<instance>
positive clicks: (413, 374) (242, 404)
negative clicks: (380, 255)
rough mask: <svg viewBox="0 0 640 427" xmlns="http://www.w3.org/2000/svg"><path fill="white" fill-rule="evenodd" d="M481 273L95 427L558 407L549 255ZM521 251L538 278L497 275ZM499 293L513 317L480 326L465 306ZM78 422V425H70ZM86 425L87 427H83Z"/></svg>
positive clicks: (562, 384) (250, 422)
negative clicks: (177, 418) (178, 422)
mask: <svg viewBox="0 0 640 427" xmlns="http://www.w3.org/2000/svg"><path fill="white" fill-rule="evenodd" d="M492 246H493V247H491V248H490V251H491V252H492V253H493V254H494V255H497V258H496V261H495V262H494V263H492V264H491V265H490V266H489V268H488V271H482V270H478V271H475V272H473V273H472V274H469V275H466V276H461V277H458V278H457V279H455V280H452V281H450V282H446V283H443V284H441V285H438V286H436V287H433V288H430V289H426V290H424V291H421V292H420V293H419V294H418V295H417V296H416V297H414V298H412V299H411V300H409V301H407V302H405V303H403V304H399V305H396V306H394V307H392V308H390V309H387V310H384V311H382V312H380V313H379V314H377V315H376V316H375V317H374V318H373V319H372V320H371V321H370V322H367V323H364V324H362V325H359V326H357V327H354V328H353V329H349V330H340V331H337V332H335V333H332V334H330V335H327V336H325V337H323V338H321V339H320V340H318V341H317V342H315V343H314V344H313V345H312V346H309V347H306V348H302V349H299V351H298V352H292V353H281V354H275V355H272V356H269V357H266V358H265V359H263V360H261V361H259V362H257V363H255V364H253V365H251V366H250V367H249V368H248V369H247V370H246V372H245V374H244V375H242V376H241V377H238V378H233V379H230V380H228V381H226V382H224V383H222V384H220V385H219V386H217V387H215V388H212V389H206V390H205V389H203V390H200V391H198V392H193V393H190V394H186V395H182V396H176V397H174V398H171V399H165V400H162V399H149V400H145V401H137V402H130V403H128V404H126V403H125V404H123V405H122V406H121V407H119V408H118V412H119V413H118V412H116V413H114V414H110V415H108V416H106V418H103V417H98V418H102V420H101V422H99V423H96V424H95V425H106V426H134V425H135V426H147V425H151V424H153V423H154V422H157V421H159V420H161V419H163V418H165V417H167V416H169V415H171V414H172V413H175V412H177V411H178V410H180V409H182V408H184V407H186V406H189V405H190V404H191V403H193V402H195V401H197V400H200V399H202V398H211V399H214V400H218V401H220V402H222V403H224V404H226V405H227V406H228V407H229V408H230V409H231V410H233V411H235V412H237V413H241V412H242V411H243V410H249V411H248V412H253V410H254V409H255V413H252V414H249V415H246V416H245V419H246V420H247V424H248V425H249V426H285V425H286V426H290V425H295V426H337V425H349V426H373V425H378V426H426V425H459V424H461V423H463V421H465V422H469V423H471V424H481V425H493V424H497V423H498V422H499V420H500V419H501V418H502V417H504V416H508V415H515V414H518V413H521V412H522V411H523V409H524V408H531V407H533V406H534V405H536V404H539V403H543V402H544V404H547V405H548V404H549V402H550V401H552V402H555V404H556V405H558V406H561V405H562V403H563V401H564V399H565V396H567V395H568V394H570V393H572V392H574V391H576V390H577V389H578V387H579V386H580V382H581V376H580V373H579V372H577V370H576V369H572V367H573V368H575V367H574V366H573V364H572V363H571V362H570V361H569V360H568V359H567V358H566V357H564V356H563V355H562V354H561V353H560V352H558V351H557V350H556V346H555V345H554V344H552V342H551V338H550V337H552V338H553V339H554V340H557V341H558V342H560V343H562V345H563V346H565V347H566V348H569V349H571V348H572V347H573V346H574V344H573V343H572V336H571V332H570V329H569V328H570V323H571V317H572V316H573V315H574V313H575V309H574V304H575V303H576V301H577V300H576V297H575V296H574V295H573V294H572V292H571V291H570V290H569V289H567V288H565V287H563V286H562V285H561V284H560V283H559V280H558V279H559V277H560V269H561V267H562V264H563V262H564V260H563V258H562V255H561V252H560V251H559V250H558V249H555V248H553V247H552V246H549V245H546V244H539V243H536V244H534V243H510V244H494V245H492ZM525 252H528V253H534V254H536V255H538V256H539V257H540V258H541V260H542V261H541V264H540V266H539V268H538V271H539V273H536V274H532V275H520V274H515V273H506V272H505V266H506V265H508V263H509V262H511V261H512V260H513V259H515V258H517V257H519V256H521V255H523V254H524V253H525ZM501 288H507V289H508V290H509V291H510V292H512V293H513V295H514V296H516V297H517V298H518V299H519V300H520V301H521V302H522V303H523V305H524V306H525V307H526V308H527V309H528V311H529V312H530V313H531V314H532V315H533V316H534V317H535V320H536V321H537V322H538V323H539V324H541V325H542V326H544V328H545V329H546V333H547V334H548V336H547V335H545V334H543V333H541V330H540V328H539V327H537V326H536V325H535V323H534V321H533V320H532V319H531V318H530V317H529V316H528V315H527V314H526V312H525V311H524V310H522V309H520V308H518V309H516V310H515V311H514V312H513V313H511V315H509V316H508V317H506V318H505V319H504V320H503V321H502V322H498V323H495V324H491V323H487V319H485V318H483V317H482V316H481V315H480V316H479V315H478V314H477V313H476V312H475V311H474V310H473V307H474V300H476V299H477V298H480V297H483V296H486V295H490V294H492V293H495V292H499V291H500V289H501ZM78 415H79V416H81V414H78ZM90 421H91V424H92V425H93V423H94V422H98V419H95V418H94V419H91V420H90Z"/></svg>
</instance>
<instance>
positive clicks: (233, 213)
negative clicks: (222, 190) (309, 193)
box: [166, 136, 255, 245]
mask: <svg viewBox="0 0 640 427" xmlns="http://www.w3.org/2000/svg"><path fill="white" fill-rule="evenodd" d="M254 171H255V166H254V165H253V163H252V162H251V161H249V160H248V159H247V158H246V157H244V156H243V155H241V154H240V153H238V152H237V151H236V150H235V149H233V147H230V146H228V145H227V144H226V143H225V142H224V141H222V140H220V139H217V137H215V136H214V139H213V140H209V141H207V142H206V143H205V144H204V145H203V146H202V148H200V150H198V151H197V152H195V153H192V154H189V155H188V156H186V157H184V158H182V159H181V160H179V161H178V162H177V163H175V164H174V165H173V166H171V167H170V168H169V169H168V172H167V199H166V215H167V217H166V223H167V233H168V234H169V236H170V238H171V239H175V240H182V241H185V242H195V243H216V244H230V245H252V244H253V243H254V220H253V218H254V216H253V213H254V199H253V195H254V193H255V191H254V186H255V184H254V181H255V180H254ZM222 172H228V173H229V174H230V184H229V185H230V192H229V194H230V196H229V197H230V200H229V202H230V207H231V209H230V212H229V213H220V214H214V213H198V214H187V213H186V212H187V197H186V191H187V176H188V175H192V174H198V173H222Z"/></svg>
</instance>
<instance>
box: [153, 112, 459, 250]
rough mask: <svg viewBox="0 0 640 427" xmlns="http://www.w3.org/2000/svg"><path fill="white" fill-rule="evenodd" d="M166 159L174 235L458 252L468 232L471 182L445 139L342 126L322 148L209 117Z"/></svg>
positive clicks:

- - -

=== EXERCISE OBJECTIVE ===
Show all lines above holding "positive".

=== SOLUTION FOR THIS TASK ===
positive clicks: (413, 374) (242, 404)
positive clicks: (562, 384) (250, 422)
positive clicks: (233, 213)
positive clicks:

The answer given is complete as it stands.